→ EXCERPT TO READ:
'''
The Alignment Problem: Machine Learning and Human Values

Book Review

Jun 01, 2023

The book The Alignment Problem by Brian Christian has been on my reading list for a while now. It came up again in a Product by Design podcast interview I was doing as we discussed the implications of AI, good and bad. And with my own increased interest in AI (don’t forget to read and share the Next Horizon newsletter for all things AI), it felt like a natural fit for our monthly book review.

The Alignment Problem: Machine Learning and Human Values

Overview

The book explores all the problems that can occur as we build ever more sophisticated AI.

In the book, Brian Christian delves into the history of AI, the current state of the field (which has evolved significantly), and potential future developments. He interviews many researchers and practitioners in AI, providing a comprehensive overview of the “alignment problem” and its potential solutions.

The alignment problem refers to the difficulty of ensuring that the goals of an AI system or machine learning model align with our human objectives or human values.

The disconnect between the intention and results—between what we put into the machine and the purpose we really desire—defines the essence of the alignment problem. Of course, it’s not just an AI problem. The alignment problem exists everywhere, especially where we have rewards and incentives. But this becomes especially relevant as we train machines and models.

This is a significant issue in AI ethics and safety, as misaligned AI might lead to unintended and harmful outcomes. Or might perpetuate biases and stereotypes that are part of our culture, whether we know it or not.
'''
→ EXCERPTED RECORDS:
'''
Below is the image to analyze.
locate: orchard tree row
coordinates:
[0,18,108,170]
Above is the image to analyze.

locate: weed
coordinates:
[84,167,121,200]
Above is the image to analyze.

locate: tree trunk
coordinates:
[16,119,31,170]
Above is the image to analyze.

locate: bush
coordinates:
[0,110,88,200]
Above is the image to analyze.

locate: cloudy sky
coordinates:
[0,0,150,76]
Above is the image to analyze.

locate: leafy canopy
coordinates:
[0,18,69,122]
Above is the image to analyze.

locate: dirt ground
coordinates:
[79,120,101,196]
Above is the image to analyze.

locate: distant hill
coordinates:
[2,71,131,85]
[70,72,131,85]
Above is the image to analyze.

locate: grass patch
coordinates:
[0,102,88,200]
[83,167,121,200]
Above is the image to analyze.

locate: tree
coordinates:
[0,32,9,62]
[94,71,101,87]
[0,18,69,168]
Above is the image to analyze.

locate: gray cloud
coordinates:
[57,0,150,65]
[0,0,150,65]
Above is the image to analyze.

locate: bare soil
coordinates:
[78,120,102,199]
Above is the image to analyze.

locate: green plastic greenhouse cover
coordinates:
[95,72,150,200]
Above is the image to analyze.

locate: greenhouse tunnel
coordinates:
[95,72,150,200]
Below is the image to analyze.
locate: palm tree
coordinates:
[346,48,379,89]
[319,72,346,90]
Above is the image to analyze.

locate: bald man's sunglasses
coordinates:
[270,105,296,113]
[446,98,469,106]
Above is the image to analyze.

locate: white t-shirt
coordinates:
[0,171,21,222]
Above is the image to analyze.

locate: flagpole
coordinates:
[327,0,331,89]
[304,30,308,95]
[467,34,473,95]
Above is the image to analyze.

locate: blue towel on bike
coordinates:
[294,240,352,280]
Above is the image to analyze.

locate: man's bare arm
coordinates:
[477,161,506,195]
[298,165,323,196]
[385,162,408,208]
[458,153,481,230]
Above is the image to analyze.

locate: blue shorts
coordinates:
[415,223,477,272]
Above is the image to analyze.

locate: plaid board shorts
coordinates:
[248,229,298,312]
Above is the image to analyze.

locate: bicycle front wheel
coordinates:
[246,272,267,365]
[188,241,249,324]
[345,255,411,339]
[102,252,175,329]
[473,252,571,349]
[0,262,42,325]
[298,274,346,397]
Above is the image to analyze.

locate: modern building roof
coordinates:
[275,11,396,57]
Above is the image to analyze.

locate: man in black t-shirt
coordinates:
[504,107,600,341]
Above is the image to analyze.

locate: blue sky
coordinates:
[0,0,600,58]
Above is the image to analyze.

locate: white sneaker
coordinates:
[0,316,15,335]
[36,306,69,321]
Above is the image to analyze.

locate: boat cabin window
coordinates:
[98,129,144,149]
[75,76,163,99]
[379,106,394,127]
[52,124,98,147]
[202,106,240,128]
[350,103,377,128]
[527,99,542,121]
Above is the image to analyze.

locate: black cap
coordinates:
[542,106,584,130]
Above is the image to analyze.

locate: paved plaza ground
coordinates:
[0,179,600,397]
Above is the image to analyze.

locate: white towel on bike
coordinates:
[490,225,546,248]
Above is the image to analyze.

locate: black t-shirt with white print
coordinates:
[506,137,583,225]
'''
→ THE PROBLEM: Render this sentence from the book review in Spanish: "The alignment problem refers to the difficulty of ensuring that the goals of an AI system or machine learning model align with our human objectives or human values."

→ RESULT OF THIS EXERCISE: El problema de la alineación se refiere a la dificultad de garantizar que las metas de un sistema de IA o de un modelo de aprendizaje automático se alineen con nuestros objetivos humanos o nuestros valores humanos.